:: EXTRAIT DU TEXTE ::

En 1818, j’ai quitté le Sénégal, sans être payé de l’arriéré de mes appointemens ; et, de retour en France, je n’ai été remboursé que d’une partie de la dépense de mon voyage que la conduite inconvenante du sieur Fleuriau, alors gouverneur, par interim, en l’absence du sieur Schmaltz, m’a obligé de faire à mes frais. J’ai attendu, pendant six mois, un à compte sur mes appointemens échus, sous prétexte que vos bureaux manquaient d’informations qu’il a fallu envoyer demander en Afrique.

Depuis 1818, je réclame pour indemnité de logement, ou pour avance employées à l’entretien du culte, une somme d’environ 5,000 fr., et ce n’a été que le 30 avril dernier que vos bureaux sont enfin convenus qu’il m’est dû 752 fr. pour remboursement de la dépense d’un gardien que j’ai entretenu, pendant vingt mois, pour le service de la chapelle.

:::

TÂCHES À RÉALISER -
**a.** D'après l'extrait, quelle somme les bureaux ont-ils fini par reconnaître due le 30 avril, et à quel titre ?
**b.** Selon l'extrait, pour quelle raison le versement d'un acompte sur les appointements échus s'est-il fait attendre six mois ?
Les lignes qui suivent n'interviennent pas dans ce travail.

:: DONNÉES FOURNIES ::

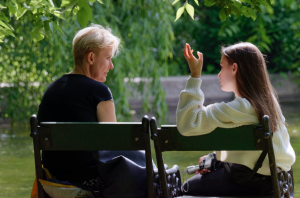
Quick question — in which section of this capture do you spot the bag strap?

:::

RÉPONSES PAR TÂCHE -
**a.** 752 fr., pour le remboursement de la dépense d'un gardien entretenu pendant vingt mois pour le service de la chapelle.

**b.** Les bureaux disaient manquer d'informations, qu'il a fallu envoyer demander en Afrique. L'extrait présente ce motif comme un prétexte.